What the task asks ▸
Format the records below, from the line containing "May I ask you to find the white suv" up to and including the line containing "124, 518, 137]]", as a Markdown table with the columns No. and Text. Give each line its own numbered row and skip blank lines.
++++ Given information
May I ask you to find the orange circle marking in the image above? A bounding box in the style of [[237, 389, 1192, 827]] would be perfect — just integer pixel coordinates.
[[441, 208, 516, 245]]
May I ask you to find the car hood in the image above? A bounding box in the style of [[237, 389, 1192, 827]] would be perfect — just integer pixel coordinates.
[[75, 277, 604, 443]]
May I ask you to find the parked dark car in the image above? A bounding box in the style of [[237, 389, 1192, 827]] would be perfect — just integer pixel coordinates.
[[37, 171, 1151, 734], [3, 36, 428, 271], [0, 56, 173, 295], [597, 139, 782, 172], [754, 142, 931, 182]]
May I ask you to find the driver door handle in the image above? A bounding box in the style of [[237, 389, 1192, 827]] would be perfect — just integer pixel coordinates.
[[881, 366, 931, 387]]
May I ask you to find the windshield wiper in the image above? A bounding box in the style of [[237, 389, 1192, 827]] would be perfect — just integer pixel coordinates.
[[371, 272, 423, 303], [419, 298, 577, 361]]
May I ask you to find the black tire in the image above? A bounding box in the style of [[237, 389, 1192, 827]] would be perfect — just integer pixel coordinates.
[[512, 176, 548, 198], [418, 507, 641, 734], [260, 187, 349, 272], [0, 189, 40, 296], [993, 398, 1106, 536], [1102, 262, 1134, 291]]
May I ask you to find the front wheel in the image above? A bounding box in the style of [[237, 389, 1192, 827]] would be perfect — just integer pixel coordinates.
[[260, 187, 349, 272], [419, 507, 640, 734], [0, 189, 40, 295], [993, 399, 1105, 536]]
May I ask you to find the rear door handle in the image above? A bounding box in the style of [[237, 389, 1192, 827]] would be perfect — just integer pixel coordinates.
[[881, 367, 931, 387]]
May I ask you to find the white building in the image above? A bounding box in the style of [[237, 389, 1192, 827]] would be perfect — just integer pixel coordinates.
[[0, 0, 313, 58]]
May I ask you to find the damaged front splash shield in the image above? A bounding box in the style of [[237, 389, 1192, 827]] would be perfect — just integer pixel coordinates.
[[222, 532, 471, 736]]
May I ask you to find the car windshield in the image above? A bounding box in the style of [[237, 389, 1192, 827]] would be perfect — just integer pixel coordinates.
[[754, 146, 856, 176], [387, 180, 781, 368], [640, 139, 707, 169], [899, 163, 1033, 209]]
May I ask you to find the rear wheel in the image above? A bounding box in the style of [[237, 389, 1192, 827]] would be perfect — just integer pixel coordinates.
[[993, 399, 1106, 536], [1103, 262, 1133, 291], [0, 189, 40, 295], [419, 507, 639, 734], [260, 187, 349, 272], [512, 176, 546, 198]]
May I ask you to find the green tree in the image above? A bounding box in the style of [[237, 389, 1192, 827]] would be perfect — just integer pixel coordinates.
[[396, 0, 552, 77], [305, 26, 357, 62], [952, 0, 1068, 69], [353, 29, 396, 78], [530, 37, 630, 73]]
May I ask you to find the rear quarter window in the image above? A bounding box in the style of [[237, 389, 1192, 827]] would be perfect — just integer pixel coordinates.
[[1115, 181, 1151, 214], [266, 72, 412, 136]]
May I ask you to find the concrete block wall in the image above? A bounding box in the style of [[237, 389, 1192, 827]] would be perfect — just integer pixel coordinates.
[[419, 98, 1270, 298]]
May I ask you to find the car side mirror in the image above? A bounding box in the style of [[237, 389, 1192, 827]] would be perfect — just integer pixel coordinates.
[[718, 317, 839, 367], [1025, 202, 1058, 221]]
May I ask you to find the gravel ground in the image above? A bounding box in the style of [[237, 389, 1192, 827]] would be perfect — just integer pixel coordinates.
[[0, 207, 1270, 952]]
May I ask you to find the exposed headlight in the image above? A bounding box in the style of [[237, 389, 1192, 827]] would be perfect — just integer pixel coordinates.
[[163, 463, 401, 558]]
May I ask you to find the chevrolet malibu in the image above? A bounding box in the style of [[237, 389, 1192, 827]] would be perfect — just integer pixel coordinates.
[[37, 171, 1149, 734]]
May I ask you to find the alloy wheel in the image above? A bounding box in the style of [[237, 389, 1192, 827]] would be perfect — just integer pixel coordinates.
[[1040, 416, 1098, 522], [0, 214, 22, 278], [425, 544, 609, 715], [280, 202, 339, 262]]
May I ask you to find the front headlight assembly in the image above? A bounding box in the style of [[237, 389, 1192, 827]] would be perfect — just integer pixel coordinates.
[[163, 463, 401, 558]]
++++++++
++++ Given information
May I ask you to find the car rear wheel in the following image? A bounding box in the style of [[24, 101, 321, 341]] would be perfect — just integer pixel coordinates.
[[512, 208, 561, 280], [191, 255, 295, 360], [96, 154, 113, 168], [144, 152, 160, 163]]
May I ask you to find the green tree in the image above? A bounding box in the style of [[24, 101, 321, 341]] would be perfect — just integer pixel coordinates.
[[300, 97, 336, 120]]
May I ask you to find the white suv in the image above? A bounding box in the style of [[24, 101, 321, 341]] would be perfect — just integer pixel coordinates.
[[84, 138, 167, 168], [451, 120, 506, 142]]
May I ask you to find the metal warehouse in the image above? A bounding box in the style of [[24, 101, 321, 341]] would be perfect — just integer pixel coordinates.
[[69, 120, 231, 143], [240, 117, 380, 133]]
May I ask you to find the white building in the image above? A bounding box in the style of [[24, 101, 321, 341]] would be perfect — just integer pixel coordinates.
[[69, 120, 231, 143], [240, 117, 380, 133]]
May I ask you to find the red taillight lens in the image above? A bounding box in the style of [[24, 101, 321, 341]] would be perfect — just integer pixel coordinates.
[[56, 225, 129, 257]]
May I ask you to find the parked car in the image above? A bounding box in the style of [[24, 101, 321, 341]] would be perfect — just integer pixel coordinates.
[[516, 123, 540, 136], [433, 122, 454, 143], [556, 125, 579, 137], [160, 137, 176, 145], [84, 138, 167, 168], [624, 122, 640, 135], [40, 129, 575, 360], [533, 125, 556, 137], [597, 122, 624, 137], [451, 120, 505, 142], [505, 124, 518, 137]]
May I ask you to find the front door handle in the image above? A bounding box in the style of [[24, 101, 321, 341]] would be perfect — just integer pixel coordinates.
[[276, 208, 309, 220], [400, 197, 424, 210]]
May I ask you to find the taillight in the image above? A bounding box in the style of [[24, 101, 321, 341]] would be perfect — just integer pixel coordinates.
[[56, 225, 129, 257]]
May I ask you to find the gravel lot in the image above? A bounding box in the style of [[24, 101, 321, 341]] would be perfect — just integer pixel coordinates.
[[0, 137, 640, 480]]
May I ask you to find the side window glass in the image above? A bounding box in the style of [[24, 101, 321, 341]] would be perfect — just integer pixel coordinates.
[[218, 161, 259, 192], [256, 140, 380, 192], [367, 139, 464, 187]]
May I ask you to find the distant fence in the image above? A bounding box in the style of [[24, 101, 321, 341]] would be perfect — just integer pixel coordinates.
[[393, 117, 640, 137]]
++++++++
Answer to this task ▸
| No. | Text |
|---|---|
| 1 | May I ask you to find the white suv in the image above? A bounding box in the style of [[24, 101, 321, 341]] would be perfect — just integer pixel coordinates. |
| 2 | [[84, 138, 167, 168], [451, 120, 506, 142]] |
| 3 | May I ask you to find the metal warehouse in the image above? A bounding box in the style of [[24, 101, 321, 341]] would be perfect — just integer pixel coordinates. |
| 4 | [[69, 120, 231, 143], [240, 117, 380, 133]] |
| 5 | May I ask you to find the white building in the image above? A bounding box in the style of [[24, 101, 321, 341]] would be perfect — just integer pixel coordinates. |
| 6 | [[69, 120, 231, 143], [240, 117, 380, 133]] |
| 7 | May I ask you to find the red taillight lens in the image above? A bounding box in the style of [[24, 101, 321, 341]] would be perfect — just integer pixel coordinates. |
| 8 | [[56, 225, 129, 257]] |
| 9 | May I ask you to find the parked car in the image above? A bounding box in the style of [[24, 101, 321, 341]] would be perfect — just integer pixel coordinates. |
| 10 | [[516, 123, 540, 136], [433, 122, 454, 143], [556, 125, 579, 137], [160, 137, 176, 145], [84, 138, 167, 168], [624, 122, 640, 135], [40, 129, 575, 360], [533, 125, 556, 137], [597, 122, 624, 137], [451, 120, 505, 142], [505, 124, 518, 137]] |